■ 課題 1 ■
バスケットボール日本代表についての本文で、代表を辞退した選手は誰か。
■ 課題 2 ■
バスケットボール日本代表についての本文の続きを、最後の文の後から書け。

:: 本文 ::

今。日本人には八村塁、渡邉雄太という二人のNBAプレーヤー、しかもかつての田臥さんのような小さいポイントガードではなく、二人とも2m5㎝前後で、サイズで言えばパワーフォワードもできるし、スリーポイントもうまくてシューティングガードもできる。八村ならディフェンスだけなら相手センターを守れる。NBAファイナルで敵のエース万能センターヨキッチ211㎝を守れたのは八村だけだった。という万能大型選手が2人いる。これに、195㎝の馬場雄大がNBAの下部リーグでプレ―している。こうなれば、センター(いちばん長身の210センチくらいの外国から日本国籍に帰化してくれている選手(ホーキンソン)を使い、いちぱん小さい司令塔ポイントガードは国内日本人でいちばん優秀な選手、司令塔として優秀なのとシューターとして優秀なのを使い分ければ戦えそうだぞ、という見通しであった。

しかし、八村塁が昨シーズン中に移籍したロサンゼルスレイカーズでNBAファイナルに進出、しかも大活躍、ということで、シーズンオフの移籍市場の目玉の1人となったことなどもあり、八村塁は代表を辞退。

NBAプレーヤーとしてのチームリーダーの重責を一人で背負うこととなった渡邉雄太は「このチームでパリに出られないと決まったら代表は引退する」と表明。と、なんかいろいろドラマチックな展開になっているのである。

大会メンバー

八村不在ということは、必然的に渡邉はパワーフォワード(大きい方から2番目)となり、アメリカではシューティングガード(真ん中の大きさ)の馬場がスモールフォワード。と専門ポジションよりひとつずつ大きい方にスライドするのか、サイズはさておきはパワーフォワードに187㎝の原を起用するのか。それともポジションをスライドしてシューティングガードにスリーポイントのうまい富永啓生選手を入れるのか。富永選手はNCAAのネブラスカ大で活躍した後、NBAのキャンプ参加までしている。
 センターはシアトル出身のアメリカ人日本国籍取得したホーキンソン、控えに川真田。ポイントガードは富樫がスターターで控えに河村。富樫もNBA下部チームでのプレー経験がある。

直前強化試合で起きたこと。

まず、8/15、アンゴラ(41位)戦。試合は75-65で勝つが、大黒柱渡邉雄太が右足首をけがしてしまう。この試合は無理。大会には出場できそうだが、故障を抱えての大会になる。スリーポイント期待された富永が6本のスリーポイントを含め20得点の大活躍。

8/17フランス戦。フランスは4位の強豪。70-88で敗北。記事から。
「この試合で日本は、得点源として期待されている富永啓生選手がチームトップの20得点をあげ4本のスリーポイントシュートを成功させましたが、チーム全体でのスリーポイントシュートの成功率は29%と求めている40%に及びませんでした。」

8/21
21年東京五輪4強のスロベニア(同7位)に68-103で敗れた。

:::
:: データ項目 ::

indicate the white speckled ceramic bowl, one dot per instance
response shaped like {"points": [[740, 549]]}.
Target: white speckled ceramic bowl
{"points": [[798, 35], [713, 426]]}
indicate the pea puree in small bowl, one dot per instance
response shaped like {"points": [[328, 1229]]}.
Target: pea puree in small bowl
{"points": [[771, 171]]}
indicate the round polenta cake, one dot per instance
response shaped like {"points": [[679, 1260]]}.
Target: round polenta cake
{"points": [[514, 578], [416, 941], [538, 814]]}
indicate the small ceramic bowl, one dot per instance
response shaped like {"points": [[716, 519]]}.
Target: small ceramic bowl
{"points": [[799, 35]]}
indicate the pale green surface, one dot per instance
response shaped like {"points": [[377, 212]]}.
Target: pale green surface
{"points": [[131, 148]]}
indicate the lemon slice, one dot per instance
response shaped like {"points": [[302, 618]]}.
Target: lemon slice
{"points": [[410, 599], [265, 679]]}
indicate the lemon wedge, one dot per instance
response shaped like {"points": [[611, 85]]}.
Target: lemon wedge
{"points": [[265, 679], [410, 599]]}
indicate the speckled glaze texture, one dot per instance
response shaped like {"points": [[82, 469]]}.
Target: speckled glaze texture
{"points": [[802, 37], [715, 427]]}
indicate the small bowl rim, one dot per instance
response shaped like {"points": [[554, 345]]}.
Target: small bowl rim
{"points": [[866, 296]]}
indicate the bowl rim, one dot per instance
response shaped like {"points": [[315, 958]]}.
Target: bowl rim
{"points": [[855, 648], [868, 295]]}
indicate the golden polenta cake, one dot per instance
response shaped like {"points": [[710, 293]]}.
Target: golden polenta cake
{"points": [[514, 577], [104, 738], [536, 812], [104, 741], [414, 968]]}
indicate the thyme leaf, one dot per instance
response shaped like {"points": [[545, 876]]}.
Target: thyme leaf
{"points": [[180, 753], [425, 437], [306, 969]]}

:::

■ 最終結果 1 ■
八村塁

■ 最終結果 2 ■
調子は下降気味である上に、手の内をかなりさらけ出してしまっているのも不安点、という形で本大会、昨日の試合を迎えたのである。

以上のことが分かっていれば、初戦ドイツに勝つぞう、というモードで試合を見てはいけないことがわかる。負けるにしてもどれくらい善戦できるか。どれだけ点差を小さくできるか。

そして昨夜のドイツ戦。

渡邉雄太は怪我をおして復帰。ドイツは直前好調だった富永を徹底マークして、スリーポイントを富永には絶対打たせない作戦に出た。かわりに他の選手、富樫や河村のポイントガードが激しくゲームメークしながらスリーポイントも打たされることになり、全然入らない。入れているのはエース渡邉だけ、という前半。40%目標が1割である。

通用している渡邉、馬場、ホーキンソン、苦しんでいる富樫、河村、特に完封されている富永、という構図が鮮明である。富樫や河村はフリースローまで苦戦してしまう。

サイズの小さいチームはどうしたって普通のインサイドの攻防、リバウンドで不利なのだから、スリーポイントで上回り、フリースローは9割決める、でないと勝ちようがない。

前半が日本31-53ドイツと22点差をつけられたが、後半は日本32-28ドイツと挽回したが、トータル63-81で負けました。かろうじて10点台の差に収めることには成功。第4Qには富永もやっとのことでスリーポイントを決めて、次のフィンランド戦に向けて自信をすこし回復したかも。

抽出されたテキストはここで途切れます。